EXERCISES TO COMPLETE
1. In the passage on Iran's nuclear program, for how many years does the IAEA say Iran has been hiding its nuclear activities?
2. Using the passage on Iran's nuclear program, please explain in one to three sentences why the United Nations imposed sanctions on Iran.

EXCERPTED PASSAGE
╔══
How can Iran get away with building such dangerous facilities? Because the Nuclear Non-Proliferation Treaty offers a bargain: Countries can have dangerous nuclear capabilities if they are completely open, honest and transparent about what they are doing. According to the IAEA, Iran, however, has been hiding its nuclear activities for 19 years and still refuses to answer important questions.
That is why the U.N. Security Council has ordered Iran to suspend its enrichment program until Iran has re-established international confidence by being more transparent. The Security Council has twice unanimously approved sanctions against Iran for failing to comply.
The United Nations imposed sanctions because Iran refuses to fulfill its treaty obligations. The United Nations has never said Iran had a nuclear weapons program. In fact, some governments which supported the U.N. sanctions -- including Russia, China, and Germany -- have long said they do not think Iran has a nuclear weapons program.
The United Nations' goal has been to get Iran to provide a complete accounting about its nuclear activities. If the new U.S. intelligence report is correct that Iran did have a nuclear weapons program in the past, then Iran is required by the Nuclear Nonproliferation Treaty to reveal full details about that effort.
Only a full accounting can assure us Iran has stopped its illicit activities and is not hiding anything else.
Why does it matter if Iran obtains nuclear weapons?
Iran has long been feared by its neighbors -- and not surprisingly, given Iran's conviction that it should be the great power in the region. The fears have only grown in the years since 1979, when Iran came under the rule of radical revolutionaries.
╚══
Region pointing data
╔══
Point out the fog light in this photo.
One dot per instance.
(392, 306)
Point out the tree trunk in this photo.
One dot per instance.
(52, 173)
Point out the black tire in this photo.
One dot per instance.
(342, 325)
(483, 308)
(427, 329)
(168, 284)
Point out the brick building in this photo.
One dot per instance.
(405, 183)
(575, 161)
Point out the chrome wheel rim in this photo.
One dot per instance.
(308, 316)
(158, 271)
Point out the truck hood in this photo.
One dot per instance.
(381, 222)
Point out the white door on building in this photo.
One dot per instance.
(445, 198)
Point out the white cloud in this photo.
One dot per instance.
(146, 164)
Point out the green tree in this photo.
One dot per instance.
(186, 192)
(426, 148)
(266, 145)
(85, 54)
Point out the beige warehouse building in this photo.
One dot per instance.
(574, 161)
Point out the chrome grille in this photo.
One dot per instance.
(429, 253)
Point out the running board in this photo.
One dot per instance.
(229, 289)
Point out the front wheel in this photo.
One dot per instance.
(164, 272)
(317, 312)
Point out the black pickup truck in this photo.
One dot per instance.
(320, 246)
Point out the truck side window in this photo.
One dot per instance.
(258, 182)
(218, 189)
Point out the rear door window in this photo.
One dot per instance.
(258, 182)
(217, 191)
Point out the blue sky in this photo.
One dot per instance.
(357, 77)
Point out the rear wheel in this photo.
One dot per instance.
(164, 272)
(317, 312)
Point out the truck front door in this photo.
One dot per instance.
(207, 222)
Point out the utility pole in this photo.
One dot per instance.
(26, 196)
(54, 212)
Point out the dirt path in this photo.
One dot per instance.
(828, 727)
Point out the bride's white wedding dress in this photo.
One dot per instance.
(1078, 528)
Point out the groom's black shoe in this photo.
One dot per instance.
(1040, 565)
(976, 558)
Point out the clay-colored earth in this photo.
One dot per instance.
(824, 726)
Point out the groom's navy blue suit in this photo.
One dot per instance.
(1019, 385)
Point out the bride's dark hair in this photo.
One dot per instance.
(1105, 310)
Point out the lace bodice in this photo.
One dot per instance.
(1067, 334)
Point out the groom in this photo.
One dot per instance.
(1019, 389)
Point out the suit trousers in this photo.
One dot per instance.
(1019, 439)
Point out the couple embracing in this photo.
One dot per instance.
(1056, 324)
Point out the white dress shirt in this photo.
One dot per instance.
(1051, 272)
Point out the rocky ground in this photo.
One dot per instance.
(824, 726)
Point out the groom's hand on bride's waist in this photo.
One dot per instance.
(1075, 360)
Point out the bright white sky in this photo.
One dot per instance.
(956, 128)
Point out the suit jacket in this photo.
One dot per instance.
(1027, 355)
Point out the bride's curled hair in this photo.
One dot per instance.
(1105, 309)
╚══
ANSWER SECTION
1. 19 years.

2. The Nuclear Non-Proliferation Treaty lets countries have dangerous nuclear capabilities only if they are completely open about them, but according to the IAEA, Iran hid its nuclear activities for 19 years and still refuses to answer important questions. The Security Council therefore ordered Iran to suspend enrichment until it restores international confidence through greater transparency. It approved sanctions because Iran failed to comply and refuses to fulfill its treaty obligations.